[Position annotation records]
◆ ◆ ◆ ◆ ◆ ◆ ◆

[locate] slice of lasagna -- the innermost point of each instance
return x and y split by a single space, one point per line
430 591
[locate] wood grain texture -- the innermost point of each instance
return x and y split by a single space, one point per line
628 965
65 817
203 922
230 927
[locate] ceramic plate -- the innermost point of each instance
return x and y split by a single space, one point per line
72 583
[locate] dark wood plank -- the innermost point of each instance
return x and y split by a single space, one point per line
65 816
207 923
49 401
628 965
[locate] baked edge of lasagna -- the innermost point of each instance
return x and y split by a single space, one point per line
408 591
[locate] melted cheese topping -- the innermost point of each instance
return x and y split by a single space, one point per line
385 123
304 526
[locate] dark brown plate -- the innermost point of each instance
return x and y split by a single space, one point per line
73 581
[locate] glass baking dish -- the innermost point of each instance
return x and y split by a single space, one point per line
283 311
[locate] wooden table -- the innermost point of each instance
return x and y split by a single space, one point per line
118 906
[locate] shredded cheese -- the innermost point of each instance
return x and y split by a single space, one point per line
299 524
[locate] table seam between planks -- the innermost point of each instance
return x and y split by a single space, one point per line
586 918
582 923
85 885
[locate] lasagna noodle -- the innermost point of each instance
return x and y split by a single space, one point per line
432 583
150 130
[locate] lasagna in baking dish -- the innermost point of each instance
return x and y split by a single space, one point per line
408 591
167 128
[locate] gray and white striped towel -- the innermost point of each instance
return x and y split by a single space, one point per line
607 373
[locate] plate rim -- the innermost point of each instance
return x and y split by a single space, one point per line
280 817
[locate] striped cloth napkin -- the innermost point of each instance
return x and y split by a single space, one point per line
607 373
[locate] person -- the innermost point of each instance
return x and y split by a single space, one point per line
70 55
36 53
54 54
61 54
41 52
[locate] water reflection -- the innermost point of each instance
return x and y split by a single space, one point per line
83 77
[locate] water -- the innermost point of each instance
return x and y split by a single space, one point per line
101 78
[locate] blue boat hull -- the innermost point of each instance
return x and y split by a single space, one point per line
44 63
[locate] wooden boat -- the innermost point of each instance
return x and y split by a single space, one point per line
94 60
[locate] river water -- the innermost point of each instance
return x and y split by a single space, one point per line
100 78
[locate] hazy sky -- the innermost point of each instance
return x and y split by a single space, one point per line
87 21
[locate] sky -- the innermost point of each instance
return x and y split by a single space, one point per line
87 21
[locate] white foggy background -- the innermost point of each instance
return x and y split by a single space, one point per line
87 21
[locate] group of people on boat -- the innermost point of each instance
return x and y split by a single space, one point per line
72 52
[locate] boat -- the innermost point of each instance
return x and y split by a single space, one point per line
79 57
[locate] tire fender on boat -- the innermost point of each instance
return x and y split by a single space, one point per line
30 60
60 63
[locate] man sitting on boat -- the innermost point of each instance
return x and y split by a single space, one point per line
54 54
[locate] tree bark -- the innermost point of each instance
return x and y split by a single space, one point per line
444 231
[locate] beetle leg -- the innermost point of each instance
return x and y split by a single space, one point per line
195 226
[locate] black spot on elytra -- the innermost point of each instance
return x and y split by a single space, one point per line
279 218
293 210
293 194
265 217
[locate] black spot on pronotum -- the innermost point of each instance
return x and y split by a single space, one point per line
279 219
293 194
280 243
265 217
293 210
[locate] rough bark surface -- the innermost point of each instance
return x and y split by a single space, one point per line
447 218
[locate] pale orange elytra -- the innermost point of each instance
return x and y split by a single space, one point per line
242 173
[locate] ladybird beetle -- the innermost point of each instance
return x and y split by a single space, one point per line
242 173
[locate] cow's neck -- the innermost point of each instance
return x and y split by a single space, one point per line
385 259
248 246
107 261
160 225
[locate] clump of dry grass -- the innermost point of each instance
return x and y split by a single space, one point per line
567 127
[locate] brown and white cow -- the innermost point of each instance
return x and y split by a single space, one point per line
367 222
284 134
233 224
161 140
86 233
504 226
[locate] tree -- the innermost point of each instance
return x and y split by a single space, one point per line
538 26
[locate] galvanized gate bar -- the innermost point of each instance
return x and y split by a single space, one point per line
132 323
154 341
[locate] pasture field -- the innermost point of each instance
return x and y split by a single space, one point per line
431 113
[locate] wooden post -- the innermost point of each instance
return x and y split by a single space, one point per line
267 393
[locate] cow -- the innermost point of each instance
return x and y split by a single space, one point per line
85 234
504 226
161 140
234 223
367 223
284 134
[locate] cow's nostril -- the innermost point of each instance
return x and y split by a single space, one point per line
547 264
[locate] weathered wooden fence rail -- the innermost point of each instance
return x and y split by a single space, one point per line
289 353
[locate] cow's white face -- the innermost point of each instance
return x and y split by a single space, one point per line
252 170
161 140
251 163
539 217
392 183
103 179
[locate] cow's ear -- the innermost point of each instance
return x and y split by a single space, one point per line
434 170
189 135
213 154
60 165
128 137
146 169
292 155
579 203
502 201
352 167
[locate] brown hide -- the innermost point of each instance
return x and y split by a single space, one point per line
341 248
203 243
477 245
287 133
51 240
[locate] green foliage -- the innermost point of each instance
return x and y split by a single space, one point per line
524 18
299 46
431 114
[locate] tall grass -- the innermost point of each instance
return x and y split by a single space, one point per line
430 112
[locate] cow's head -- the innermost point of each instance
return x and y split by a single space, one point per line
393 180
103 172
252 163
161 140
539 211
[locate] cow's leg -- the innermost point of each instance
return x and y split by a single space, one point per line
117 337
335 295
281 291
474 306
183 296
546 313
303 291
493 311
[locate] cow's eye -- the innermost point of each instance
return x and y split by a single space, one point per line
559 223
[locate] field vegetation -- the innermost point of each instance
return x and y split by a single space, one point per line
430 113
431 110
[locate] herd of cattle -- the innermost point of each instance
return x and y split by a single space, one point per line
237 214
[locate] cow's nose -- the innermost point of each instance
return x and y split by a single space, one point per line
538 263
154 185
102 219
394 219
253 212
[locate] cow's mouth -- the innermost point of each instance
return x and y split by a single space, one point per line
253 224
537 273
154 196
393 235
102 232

◆ ◆ ◆ ◆ ◆ ◆ ◆

__WHAT YOU ARE ASKED TO DO__: Extract the full listing above without alteration.

__RESULT__:
[locate] slice of lasagna -- the innermost point of each instance
return x and y split by a single space, one point per line
430 591
[locate] wood grain texture -- the innermost point of each instance
return x and y split by a single space, one point per line
628 965
65 817
203 922
230 927
[locate] ceramic plate -- the innermost point of each instance
return x and y split by a single space, one point per line
72 583
[locate] dark wood plank -- the innermost point of each instance
return x and y split by a single space, one point per line
65 816
207 923
49 401
628 965
[locate] baked edge of lasagna -- the innermost point of each instance
return x and y split by a single space, one point per line
408 591
[locate] melted cheese topping -- the innermost point of each instance
return x and y split by a single space, one point per line
385 123
304 526
[locate] dark brown plate -- the innermost point of each instance
return x and y split by a single space, one point per line
73 581
[locate] glass baking dish -- the innermost point of each instance
return x and y split by a single space, one point per line
283 311
[locate] wooden table -- the innermost point of each instance
return x and y split by a single space, one point per line
118 906
[locate] shredded cheese -- the innermost point of each instance
return x and y split by a single space, one point per line
299 524
[locate] table seam between planks -- the innermost point of each instance
return x and y split by a single space, one point per line
586 918
582 923
85 885
[locate] lasagna noodle -- the innermost point of each instance
return x and y split by a single space, one point per line
432 583
150 130
[locate] lasagna in baking dish -- the innermost point of each instance
return x and y split by a single space, one point per line
408 591
167 128
[locate] gray and white striped towel -- the innermost point of each instance
return x and y split by a single space, one point per line
607 373
[locate] plate rim -- the innermost point of each instance
return x and y split by a single space, one point per line
280 817
[locate] striped cloth napkin -- the innermost point of each instance
return x and y split by a single space, one point per line
607 373
[locate] person -- the innermost point of each instance
return x and y split by a single space, one point per line
70 55
36 53
54 54
61 54
41 52
[locate] water reflection -- the innermost point of each instance
return x and y split by a single space, one point per line
83 77
[locate] water -- the innermost point of each instance
return x and y split by a single space, one point per line
101 78
[locate] blue boat hull -- the innermost point of each instance
return x and y split by a single space, one point per line
44 63
[locate] wooden boat -- the innermost point of each instance
return x and y split by a single space, one point per line
94 60
[locate] river water -- the innermost point of each instance
return x and y split by a single space, one point per line
100 78
[locate] hazy sky -- the innermost point of each instance
return x and y split by a single space, one point per line
87 21
[locate] sky -- the innermost point of each instance
return x and y split by a single space, one point per line
87 21
[locate] white foggy background -- the innermost point of each instance
return x and y split by a single space, one point per line
87 21
[locate] group of people on boat -- the innermost point of each instance
return x and y split by a single space, one point per line
72 52
[locate] boat -- the innermost point of each instance
return x and y split by a single space, one point per line
79 57
[locate] tire fender on boat -- the innermost point of each instance
return x and y split by a single space, one point per line
30 60
60 63
[locate] man sitting on boat -- the innermost point of each instance
return x and y split by a single space, one point per line
54 54
[locate] tree bark -- the innermost point of each instance
return x and y split by a single space, one point per line
444 231
[locate] beetle leg -- the innermost point of each instance
return x and y split by a single space, one point per line
195 226
[locate] black spot on elytra -- the innermost point of each instance
return x and y split by a single space, one point per line
279 218
293 210
293 194
265 217
[locate] black spot on pronotum -- the innermost point of each instance
return x and y split by a single space, one point per line
279 219
293 194
280 243
265 217
293 210
[locate] rough bark surface -- the innermost point of each instance
return x and y split by a single space, one point per line
447 218
[locate] pale orange elytra -- the innermost point of each instance
return x and y split by a single space, one point per line
242 173
[locate] ladybird beetle -- the innermost point of each instance
return x and y split by a single space, one point per line
242 173
[locate] cow's neck -- the innermost point of each instance
return x and y split by a single space, one point per line
385 259
248 246
107 261
160 225
[locate] clump of dry grass -- the innermost point of each instance
return x and y split by a single space, one point per line
567 127
[locate] brown and white cow -- the innermost point of each instance
return x and y split by a single space, one point per line
367 222
284 134
233 224
161 140
86 233
504 226
[locate] tree -- the innermost point of each instance
return x and y split by a single space, one point per line
538 26
[locate] galvanized gate bar -- the innermost point of each instance
return x and y split by a single space, one point per line
132 323
154 341
[locate] pasture field -- the innermost point of each instance
return x and y split by a single space, one point per line
431 113
[locate] wooden post -- the innermost point of each instance
return x and y split by a single space, one point per line
267 393
[locate] cow -- the innermost point of each instance
return x and y split by a single space, one point per line
85 234
504 226
161 140
234 223
367 223
284 134
[locate] cow's nostril -- the innermost point of each instance
return x and y split by a single space, one point per line
547 264
[locate] weathered wooden fence rail -- the innermost point of each instance
return x and y split by a single space, one point per line
289 353
[locate] cow's white face -- the innermost point of each instance
return x and y split by a single space, one point per line
252 170
161 140
251 163
539 217
392 183
103 179
[locate] cow's ear -- the innermost point of each instance
return x and y split by a single space, one point per line
434 170
189 135
213 154
60 165
128 137
146 169
292 155
579 203
502 201
352 167
[locate] brown hide -- the innermost point of each instance
return x and y split by a single space, one point per line
341 248
203 243
477 245
287 133
51 240
[locate] green foliage -- the innermost point of each instance
return x and y split by a single space, one point per line
524 18
299 46
431 114
[locate] tall grass -- the innermost point of each instance
return x and y split by a single space, one point per line
430 112
[locate] cow's head -- the innermost point of each instance
return x and y split by a single space, one point per line
393 180
103 172
252 163
161 140
539 211
[locate] cow's leg -- the innermost point of each instance
return x and y split by a single space, one point per line
117 337
335 295
281 291
474 306
183 296
546 313
303 291
493 311
[locate] cow's eye -- the innermost point of each instance
return x and y split by a single space, one point per line
559 223
[locate] field vegetation -- the innermost point of each instance
return x and y split by a single space, one point per line
430 113
431 110
[locate] herd of cattle -- the innermost point of each instance
return x and y split by a single space, one point per line
237 214
[locate] cow's nose -- the innermost point of each instance
return x and y split by a single space, one point per line
538 263
154 185
102 219
394 219
253 212
[locate] cow's mouth -- the innermost point of each instance
return x and y split by a single space, one point per line
253 224
537 273
154 196
393 235
102 232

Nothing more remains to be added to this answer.